The Death of Money could be to our time what Harry Browne’s, How to Profit From the Coming Devaluation3 was to the 1970’s; except that, unlike Browne, Rickards doesn’t tell his readers how to invest. Harry Browne’s book was published in 1970, just before President Nixon removed the last formal link between the U.S. dollar and gold in 1971. In the days immediately after Nixon’s de facto credit default, the dollar was devalued by more than 20%. In the decade that followed, the greenback lost well over half of its 1971 purchasing power. Unfortunately, in many ways, we seem to be repeating the worst economic policy mistakes of the Nixon/Carter era.
From the late 1960’s through the late 1970’s, every sentient being on earth knew that our main economic challenge was inflation. But the Federal Reserve (the Fed) and most academic economists had insisted that top-down banking could manage the economy more efficiently than a free market. They generally blamed exogenous events like the war in Vietnam and Arab oil embargoes for the escalating rate of inflation. Those things certainly didn’t help, but Harry Browne showed that it was the Fed’s monetization of federal budget deficits (money printing) that ultimately led to dollar devaluation and hyperinflation.
Now as then, the vast majority of academic economists and the Fed share a shaman’s idea of how the world works. James Rickards calls it “Keynesianism and the arrogance of the PhD.” He’s being generous. As I’ve watched the Fed’s operations over the past four decades, it’s become clear to me—as Rickards explains in considerable detail—that they don’t really know what they’re doing. But to be fair, they’ve also been given a virtually impossible task.
James Rickards asks a lot from his readers with the depth of his analysis, but he’s not overly prone to jargon. He is an attorney, a portfolio manager, an investment banker, and he consults with the Pentagon and major corporations. He was the chief negotiator of the Fed’s settlement with Long Term Capital Management, when that firm’s leveraged bond market bets threatened to bring down the world financial system back in 1998. In other words, his résumé reads like a who’s who of international finance. One wonders if he ever sleeps.

****

_TO DO:_
[A] Print the passage of the review from "From the late" up to and including "devaluation and hyperinflation.".
[B] Summarize the review in two sentences.
[C] Using the review, answer these questions:
(i) In what year was Harry Browne's book published?
(ii) By how much was the dollar devalued in the days right after Nixon's de facto credit default?
(iii) In what year did Long Term Capital Management's leveraged bond market bets threaten the world financial system?

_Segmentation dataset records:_
****

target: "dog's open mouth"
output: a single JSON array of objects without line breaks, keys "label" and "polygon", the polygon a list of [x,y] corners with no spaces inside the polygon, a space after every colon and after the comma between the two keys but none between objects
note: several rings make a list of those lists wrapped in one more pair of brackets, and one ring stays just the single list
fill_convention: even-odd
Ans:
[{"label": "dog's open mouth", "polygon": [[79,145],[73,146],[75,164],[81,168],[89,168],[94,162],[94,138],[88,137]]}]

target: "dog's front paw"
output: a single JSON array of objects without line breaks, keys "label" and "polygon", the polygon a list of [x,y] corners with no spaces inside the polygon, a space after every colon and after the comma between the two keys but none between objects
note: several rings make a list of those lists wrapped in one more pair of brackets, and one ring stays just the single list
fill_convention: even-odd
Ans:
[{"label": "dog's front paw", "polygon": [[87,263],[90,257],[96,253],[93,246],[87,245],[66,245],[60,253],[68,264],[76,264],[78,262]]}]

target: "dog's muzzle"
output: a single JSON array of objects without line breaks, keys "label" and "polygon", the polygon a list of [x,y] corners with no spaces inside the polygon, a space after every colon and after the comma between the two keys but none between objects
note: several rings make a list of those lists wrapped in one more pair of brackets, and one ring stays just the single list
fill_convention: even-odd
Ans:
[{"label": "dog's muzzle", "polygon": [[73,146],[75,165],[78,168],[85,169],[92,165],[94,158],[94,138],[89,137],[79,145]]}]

****

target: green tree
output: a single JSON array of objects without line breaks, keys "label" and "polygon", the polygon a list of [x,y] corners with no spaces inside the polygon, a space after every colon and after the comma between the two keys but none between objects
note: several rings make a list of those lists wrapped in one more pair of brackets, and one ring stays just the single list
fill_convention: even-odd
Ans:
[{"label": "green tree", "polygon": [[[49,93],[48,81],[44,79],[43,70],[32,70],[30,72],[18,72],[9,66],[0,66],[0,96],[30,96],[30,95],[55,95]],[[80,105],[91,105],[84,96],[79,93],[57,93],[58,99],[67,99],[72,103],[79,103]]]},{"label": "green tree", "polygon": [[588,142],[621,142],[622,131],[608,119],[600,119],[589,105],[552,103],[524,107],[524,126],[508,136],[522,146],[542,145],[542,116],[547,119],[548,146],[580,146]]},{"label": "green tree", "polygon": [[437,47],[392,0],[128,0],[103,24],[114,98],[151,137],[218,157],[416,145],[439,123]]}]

****

_ANSWERS PER TASK:_
[A]
From the late 1960’s through the late 1970’s, every sentient being on earth knew that our main economic challenge was inflation. But the Federal Reserve (the Fed) and most academic economists had insisted that top-down banking could manage the economy more efficiently than a free market. They generally blamed exogenous events like the war in Vietnam and Arab oil embargoes for the escalating rate of inflation. Those things certainly didn’t help, but Harry Browne showed that it was the Fed’s monetization of federal budget deficits (money printing) that ultimately led to dollar devaluation and hyperinflation.

[B] The review likens Rickards's The Death of Money to Harry Browne's 1970 book on devaluation, which showed that the Fed's monetization of federal deficits led to dollar devaluation and hyperinflation, and warns that we seem to be repeating the worst policy mistakes of the Nixon/Carter era. It says Rickards explains in detail that the Fed doesn't really know what it's doing, and it describes his résumé, including his role as chief negotiator of the Fed's 1998 settlement with Long Term Capital Management.

[C]
(i) 1970
(ii) By more than 20%
(iii) 1998